» Task prompt: Using the entries below, output each line exactly from the first through the one that contains "Target: carport ceiling panel".

» Data for this exercise:

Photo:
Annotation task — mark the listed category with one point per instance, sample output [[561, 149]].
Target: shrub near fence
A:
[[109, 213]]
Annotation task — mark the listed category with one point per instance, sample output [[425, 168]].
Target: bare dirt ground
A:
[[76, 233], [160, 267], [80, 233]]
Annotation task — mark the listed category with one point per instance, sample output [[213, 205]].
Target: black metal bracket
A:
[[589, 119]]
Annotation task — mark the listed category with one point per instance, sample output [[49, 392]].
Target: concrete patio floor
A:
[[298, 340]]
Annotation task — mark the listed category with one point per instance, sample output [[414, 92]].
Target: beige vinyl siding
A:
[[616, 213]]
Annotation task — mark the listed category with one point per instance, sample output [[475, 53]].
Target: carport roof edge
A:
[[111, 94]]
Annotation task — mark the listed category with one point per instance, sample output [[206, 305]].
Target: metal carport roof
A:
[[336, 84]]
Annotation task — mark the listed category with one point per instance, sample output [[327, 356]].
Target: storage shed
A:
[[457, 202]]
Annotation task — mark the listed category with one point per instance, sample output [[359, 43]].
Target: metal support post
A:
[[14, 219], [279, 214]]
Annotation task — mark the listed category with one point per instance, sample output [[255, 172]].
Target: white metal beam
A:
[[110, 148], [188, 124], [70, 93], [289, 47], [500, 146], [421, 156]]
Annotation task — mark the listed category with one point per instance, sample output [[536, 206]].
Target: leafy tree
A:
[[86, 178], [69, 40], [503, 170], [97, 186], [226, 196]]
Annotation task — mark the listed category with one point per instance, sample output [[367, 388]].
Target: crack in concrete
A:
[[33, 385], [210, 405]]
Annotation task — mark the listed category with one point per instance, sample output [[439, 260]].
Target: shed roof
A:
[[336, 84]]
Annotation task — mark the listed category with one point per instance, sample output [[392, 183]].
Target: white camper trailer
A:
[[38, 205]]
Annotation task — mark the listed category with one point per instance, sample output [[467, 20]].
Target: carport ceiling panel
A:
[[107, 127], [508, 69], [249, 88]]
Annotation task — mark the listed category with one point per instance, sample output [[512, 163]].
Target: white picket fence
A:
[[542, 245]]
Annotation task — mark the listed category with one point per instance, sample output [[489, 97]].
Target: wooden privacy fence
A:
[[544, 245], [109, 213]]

» Solution to the exercise:
Photo:
Annotation task — mark the listed category with one point per instance, sample output [[561, 149]].
Target: shrub near fence
A:
[[109, 213]]
Annotation task — mark the listed category with one point per instance, sample output [[425, 168]].
Target: bare dirt ground
A:
[[76, 233], [160, 267], [80, 233]]
Annotation task — mark the listed category with one point per instance, sample output [[213, 205]].
Target: black metal bracket
A:
[[589, 119]]
Annotation task — mark the listed category with one point per instance, sample output [[49, 392]].
Target: concrete patio floor
A:
[[298, 340]]
Annotation task — mark the listed category with one point per instance, sample output [[414, 92]].
Target: beige vinyl siding
A:
[[616, 213]]
Annotation task — mark the listed category with one point per instance, sample output [[475, 53]].
Target: carport roof edge
A:
[[111, 94]]
Annotation task — mark the listed category with one point per instance, sample output [[206, 305]].
Target: metal carport roof
A:
[[336, 84]]
Annotation task — mark the listed category with one point per instance, sample output [[327, 356]].
Target: storage shed
A:
[[457, 202]]
Annotation task — mark the listed category with one point per instance, sample output [[359, 43]].
Target: metal support post
A:
[[14, 219], [279, 214]]
Annotation task — mark the listed category with one point per instance, sample output [[255, 172]].
Target: white metal beam
A:
[[110, 148], [188, 124], [70, 93], [289, 47], [500, 146], [421, 156]]
Annotation task — mark the listed category with one point per instance, sample output [[536, 206]].
Target: leafy tree
A:
[[86, 178], [69, 40], [503, 170], [97, 186], [226, 196]]
Annotation task — mark the listed category with one point per instance, sample output [[367, 388]].
Target: crack in concrete
A:
[[33, 385], [210, 405]]
Annotation task — mark the listed category with one point per instance, sample output [[439, 260]].
Target: shed roof
A:
[[336, 84]]
Annotation task — mark the listed category with one point per instance, sample output [[392, 183]].
Target: white camper trailer
A:
[[38, 205]]
Annotation task — mark the listed category with one point per instance, sample output [[467, 20]].
Target: carport ceiling panel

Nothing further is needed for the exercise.